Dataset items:
--

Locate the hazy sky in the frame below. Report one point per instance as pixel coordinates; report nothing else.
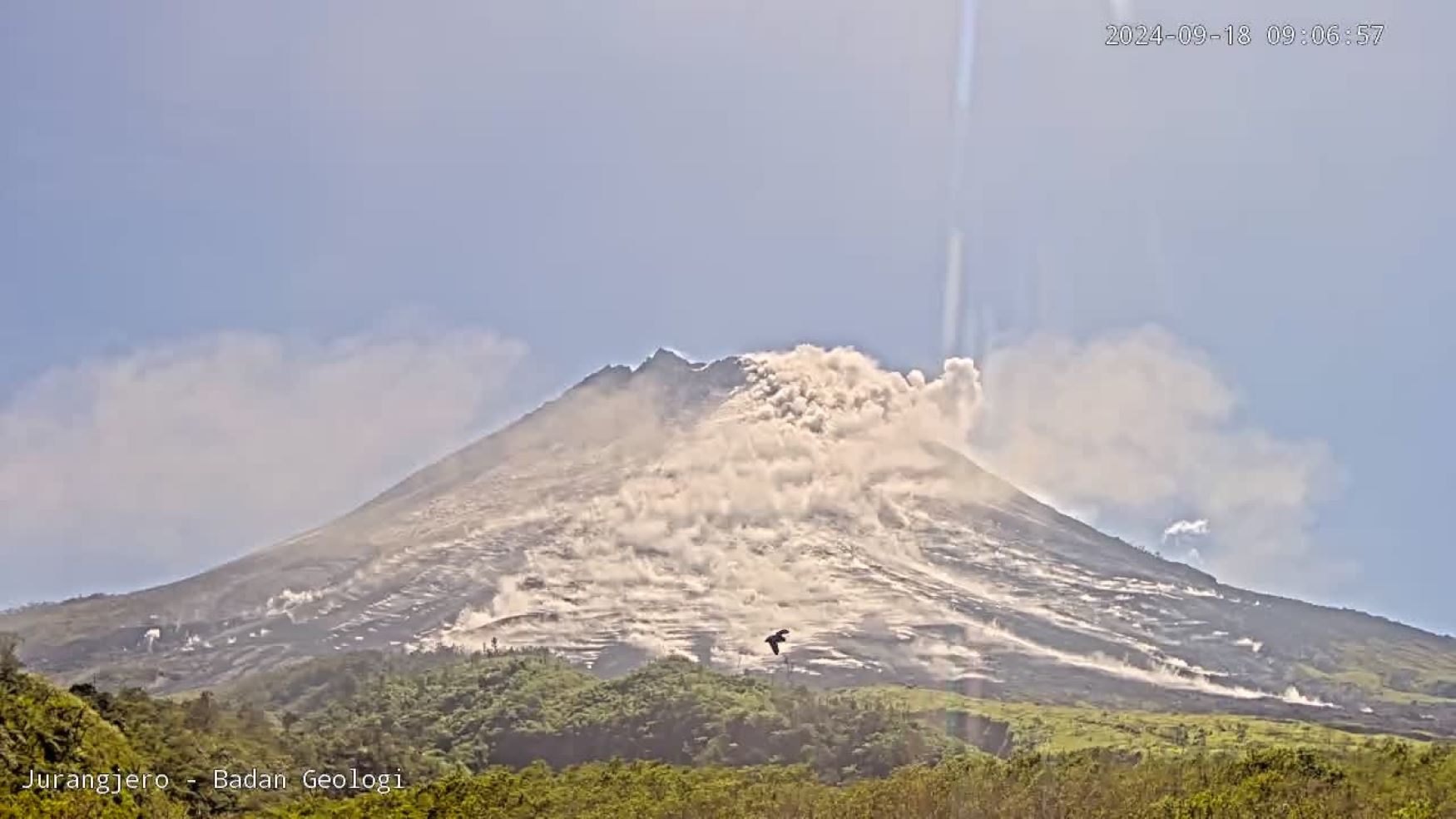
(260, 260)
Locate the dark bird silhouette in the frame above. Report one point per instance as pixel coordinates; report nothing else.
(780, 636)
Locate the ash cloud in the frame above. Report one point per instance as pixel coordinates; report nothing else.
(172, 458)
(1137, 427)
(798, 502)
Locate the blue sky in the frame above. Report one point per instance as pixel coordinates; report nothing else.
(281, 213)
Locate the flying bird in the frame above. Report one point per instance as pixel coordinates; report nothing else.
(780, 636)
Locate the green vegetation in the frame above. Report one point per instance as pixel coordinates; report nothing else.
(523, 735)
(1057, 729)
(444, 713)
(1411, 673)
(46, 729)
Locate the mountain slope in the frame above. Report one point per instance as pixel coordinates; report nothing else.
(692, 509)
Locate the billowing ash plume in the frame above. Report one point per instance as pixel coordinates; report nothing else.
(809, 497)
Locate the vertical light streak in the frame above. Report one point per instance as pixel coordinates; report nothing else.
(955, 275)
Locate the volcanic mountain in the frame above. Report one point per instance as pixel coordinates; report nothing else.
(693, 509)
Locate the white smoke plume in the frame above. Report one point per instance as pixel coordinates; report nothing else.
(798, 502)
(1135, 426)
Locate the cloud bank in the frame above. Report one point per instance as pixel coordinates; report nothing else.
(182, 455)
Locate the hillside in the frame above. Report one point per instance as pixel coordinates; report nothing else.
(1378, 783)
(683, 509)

--

GIVEN INSTRUCTION:
Transcribe all of the entries above word for word, leaving the picture out.

REPLY:
Locate the hazy sky in the frame below. Report one point per instance as pixel coordinates; report nothing else.
(260, 260)
Locate the dark bird silhouette in the frame above. Report one point per instance as pixel coordinates; report nothing else.
(780, 636)
Locate the ash cloud in the frame above. Report one point per instance as pixel coordinates; report nothing else.
(172, 458)
(1137, 427)
(798, 502)
Locate the blue sky in the frame above. Report one point per instance as pixel coordinates; report nothing else.
(281, 213)
Locate the flying bird in the frame above. Report one point per instance as pixel coordinates; report nothing else.
(780, 636)
Locate the green vegetation in the frame above. Report one point per instance as pixel coordinates; report nothing else.
(523, 735)
(1057, 729)
(444, 713)
(1411, 673)
(46, 729)
Locate the mountain slope in the frame above. Report one point per instance as pixel coordinates; report nothing else.
(692, 509)
Locate the billowing ash plume in the frame above. Report one point per instance as pixel coordinates; report nothing else.
(809, 497)
Locate the vertical light streak in the frame above. Report one point per instance as pixel coordinates; report nothing else.
(955, 275)
Locate the volcanic mountain in the frame above. Report one point per instance as pixel coordinates; report nothing else.
(693, 509)
Locate the white smoke plume in the frame above. Report one point per instance as pixel coordinates; report nothing else.
(798, 502)
(1135, 426)
Locate the cloud bank in the frame above. Report one point per instance as pixel coordinates; report nothing else.
(182, 455)
Locate the hillside in the frame above. Report one point per instance as pixel coordinates; report nothing else.
(1378, 783)
(683, 509)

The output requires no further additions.